Given task → From the scripture commentary, pull out the passage starting at the words "Matthew 22:1-14 –" and stopping after "large Jewish uprising.", copied word for word.

#### Document excerpt ####

Philippians 4:4-13 – Paul concludes his letter to the church in Philippi with final exhortations and encouragements. First and foremost they are called to rejoice in the Lord’s forgiveness and grace. This is the constant spirit of the Christian, regardless of the difficulties of life. We give thanks to God and rejoice that He sustains us even in our tribulations. In this state of gratitude our difficult times are mitigated, so that we can be reasonable in all situations, knowing that our Lord is coming back for us. This assists us not only in being reasonable, but also in avoiding excessive worry or anxiousness. Not that we have to hide from God what is on our hearts and minds (as though that were possible!). Rather, knowing that He has given us all things through his Son, we are bold to come to him in prayer, lifting up not only petitions for what we need but also thanksgiving for what He daily provides us. In this flow of rejoicing, giving thanks, praying, and anticipating our Lord’s return we will find that the peace of God sustains us in all things. This peace has a source and a context, and it is Jesus the Christ. It is not something that we create for ourselves or can provide to others. It comes only from and is based only in our relationship with the Son of God. This peace comes from God through Jesus Christ, but we take an active participation in that peace by choosing to focus on those things that are good rather than on things that are not. Paul concludes this section by thanking them for the gift that they have sent him via Epaphroditus (2:25). Paul does not want to focus on his need – that would be in contradiction to what he has just exhorted them to in the previous verses! His situations have been varied indeed, but he exudes the peace of God that he has just assured the Philippians that they too can experience!

Matthew 22:1-14 – Once again a feast is prominent in the story, but there’s a problem. Those who are invited to the feast don’t wish to attend. They have better things to do than celebrate with their king. Note the patience and persistence of the king! He has gone to such elaborate preparation, yet still takes time to pursue the invitees. Yet they persist in rejecting his pleas, to the point of violence. Seeing that their hearts will not be changed, the king sends his soldiers against them and destroys their city. The opening verses target God’s own chosen people, the Jews. They are the ones invited to his celebratory feast, yet they do not wish to come. They refuse to come and will resist his persistent pleas with violence. Many scholars see the king’s punishment of these people as prophecy of the destruction of Jerusalem in 70 AD by the Romans, following a large Jewish uprising.

The king now extends the invitation to those who did not previously receive one. These guests recognize the bounty and grace of the king and fill his hall as the invited guests had been intended to. Jesus now points towards the Gentiles – the non-Jewish people – who will receive the Gospel and respond to it where God’s own invited people would not. Yet among those who do respond is one – at least one – who does not bother to prepare himself for the event. What is the wedding garment that the man should be attired in? Some scholars say it is the works of faith appropriate to someone invited by the king. Others say it is the grace found in Christ. The parable seems to rule out the former. None of this second group of invitees is likely to have on hand a garment suitable for a wedding. It remains then that the king himself has provided the appropriate attire yet this man sought to enjoy the king’s generosity inappropriately, flouting the king’s graciousness and insulting his host. Might this be the one who insists that she needs no forgiveness, no grace – she is good enough on her own merits! Surely the king will be pleased with the humble and honest life she has sought to live?

#### Provided data ####

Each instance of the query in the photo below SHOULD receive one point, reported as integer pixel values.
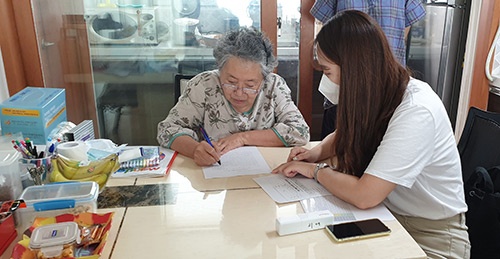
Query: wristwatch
(317, 168)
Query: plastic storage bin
(10, 175)
(57, 240)
(56, 198)
(7, 230)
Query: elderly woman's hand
(291, 169)
(229, 143)
(205, 155)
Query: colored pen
(207, 139)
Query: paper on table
(156, 171)
(283, 189)
(343, 211)
(241, 161)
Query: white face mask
(329, 89)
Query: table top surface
(183, 215)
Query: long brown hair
(372, 86)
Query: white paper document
(241, 161)
(343, 211)
(283, 189)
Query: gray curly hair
(248, 44)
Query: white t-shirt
(419, 154)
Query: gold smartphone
(357, 230)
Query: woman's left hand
(291, 169)
(229, 143)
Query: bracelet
(317, 168)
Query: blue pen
(207, 139)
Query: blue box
(34, 111)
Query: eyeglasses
(249, 91)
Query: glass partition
(138, 47)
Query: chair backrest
(479, 144)
(180, 84)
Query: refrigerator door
(436, 49)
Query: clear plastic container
(53, 199)
(57, 240)
(10, 178)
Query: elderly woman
(241, 103)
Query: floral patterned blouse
(203, 103)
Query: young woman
(394, 143)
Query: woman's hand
(229, 143)
(291, 169)
(205, 155)
(303, 154)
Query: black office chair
(479, 146)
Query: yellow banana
(56, 175)
(102, 166)
(72, 169)
(66, 167)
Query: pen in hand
(207, 139)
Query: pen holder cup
(35, 171)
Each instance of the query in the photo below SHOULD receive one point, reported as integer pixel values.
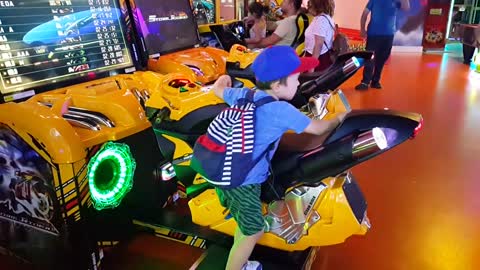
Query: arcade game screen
(204, 11)
(166, 25)
(51, 41)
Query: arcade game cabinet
(77, 161)
(61, 45)
(169, 39)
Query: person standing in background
(259, 29)
(381, 30)
(320, 33)
(286, 29)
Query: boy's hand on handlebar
(220, 85)
(341, 116)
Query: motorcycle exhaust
(322, 83)
(337, 157)
(369, 142)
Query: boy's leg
(242, 249)
(246, 208)
(381, 57)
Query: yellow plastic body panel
(111, 97)
(59, 139)
(337, 221)
(180, 102)
(211, 61)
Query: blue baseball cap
(280, 61)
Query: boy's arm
(321, 127)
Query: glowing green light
(356, 61)
(110, 175)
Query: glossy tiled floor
(423, 196)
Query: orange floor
(423, 196)
(424, 200)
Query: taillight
(418, 128)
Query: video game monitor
(60, 44)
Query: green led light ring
(116, 161)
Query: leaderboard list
(46, 41)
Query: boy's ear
(275, 85)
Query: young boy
(277, 69)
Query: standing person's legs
(368, 69)
(381, 56)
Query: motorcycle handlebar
(324, 80)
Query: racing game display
(166, 26)
(49, 41)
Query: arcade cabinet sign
(49, 41)
(436, 21)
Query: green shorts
(245, 206)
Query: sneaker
(376, 85)
(252, 265)
(361, 86)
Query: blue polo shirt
(272, 120)
(382, 18)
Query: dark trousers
(382, 48)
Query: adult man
(381, 30)
(286, 29)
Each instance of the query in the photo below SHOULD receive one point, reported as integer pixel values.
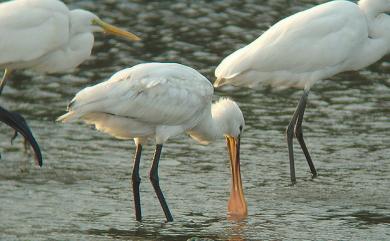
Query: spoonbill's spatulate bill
(44, 35)
(309, 46)
(160, 101)
(18, 123)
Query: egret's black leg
(153, 175)
(290, 134)
(136, 181)
(299, 135)
(7, 72)
(17, 122)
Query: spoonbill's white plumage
(309, 46)
(44, 35)
(160, 101)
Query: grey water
(83, 190)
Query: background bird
(307, 47)
(18, 123)
(44, 35)
(160, 101)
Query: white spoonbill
(160, 101)
(44, 35)
(309, 46)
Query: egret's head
(85, 21)
(232, 124)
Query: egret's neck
(210, 127)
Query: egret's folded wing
(28, 30)
(301, 43)
(152, 95)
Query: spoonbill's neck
(209, 127)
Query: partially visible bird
(160, 101)
(18, 123)
(44, 35)
(309, 46)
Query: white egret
(309, 46)
(18, 123)
(44, 35)
(160, 101)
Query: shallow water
(83, 190)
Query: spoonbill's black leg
(290, 134)
(153, 175)
(136, 181)
(17, 122)
(299, 135)
(7, 73)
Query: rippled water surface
(83, 190)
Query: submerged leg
(290, 134)
(153, 175)
(136, 181)
(17, 122)
(299, 135)
(7, 73)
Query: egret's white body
(44, 35)
(309, 46)
(157, 100)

####

Final answer →
Matthew 22:1-14 – Once again a feast is prominent in the story, but there’s a problem. Those who are invited to the feast don’t wish to attend. They have better things to do than celebrate with their king. Note the patience and persistence of the king! He has gone to such elaborate preparation, yet still takes time to pursue the invitees. Yet they persist in rejecting his pleas, to the point of violence. Seeing that their hearts will not be changed, the king sends his soldiers against them and destroys their city. The opening verses target God’s own chosen people, the Jews. They are the ones invited to his celebratory feast, yet they do not wish to come. They refuse to come and will resist his persistent pleas with violence. Many scholars see the king’s punishment of these people as prophecy of the destruction of Jerusalem in 70 AD by the Romans, following a large Jewish uprising.